• **Brief**: Every entry below should be reproduced exactly, with all pictures left out.

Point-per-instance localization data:
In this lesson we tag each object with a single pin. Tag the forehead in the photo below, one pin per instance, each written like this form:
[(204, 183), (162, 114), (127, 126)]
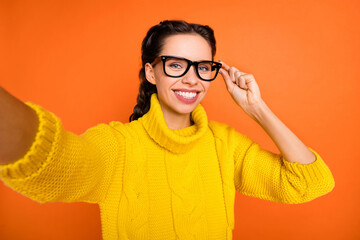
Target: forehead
[(190, 46)]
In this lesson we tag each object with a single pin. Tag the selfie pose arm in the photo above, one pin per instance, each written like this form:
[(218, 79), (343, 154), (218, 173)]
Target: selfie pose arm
[(47, 163), (296, 175), (246, 93), (18, 127)]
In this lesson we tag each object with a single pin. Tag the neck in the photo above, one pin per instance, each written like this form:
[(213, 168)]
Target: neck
[(175, 120)]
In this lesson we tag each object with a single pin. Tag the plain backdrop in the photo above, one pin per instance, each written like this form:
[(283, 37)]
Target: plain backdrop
[(80, 60)]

• **Your response**:
In this lesson we tag each object with a single pin. Tag the forehead in the photo below, one pin per instance, each written like this form:
[(204, 183), (162, 114), (127, 126)]
Target: forehead
[(190, 46)]
In this lesson we tag each object with a single pin. Tag the selfie pose arm in the photo above, one pin per instance, each written like this form:
[(218, 79), (343, 154), (218, 173)]
Target: selfie pose arm
[(47, 163), (296, 175), (246, 93), (18, 127)]
In this lesson we tag each object with a single pin. Tag the neck in the photo above, one pin per instance, each written like this form:
[(213, 168)]
Target: neck
[(175, 120)]
In this lesson we tag each object with a single pin. Tag the plain backdrop in the photo above, one pin per instance, each written like this form:
[(283, 37)]
Target: plain backdrop
[(80, 60)]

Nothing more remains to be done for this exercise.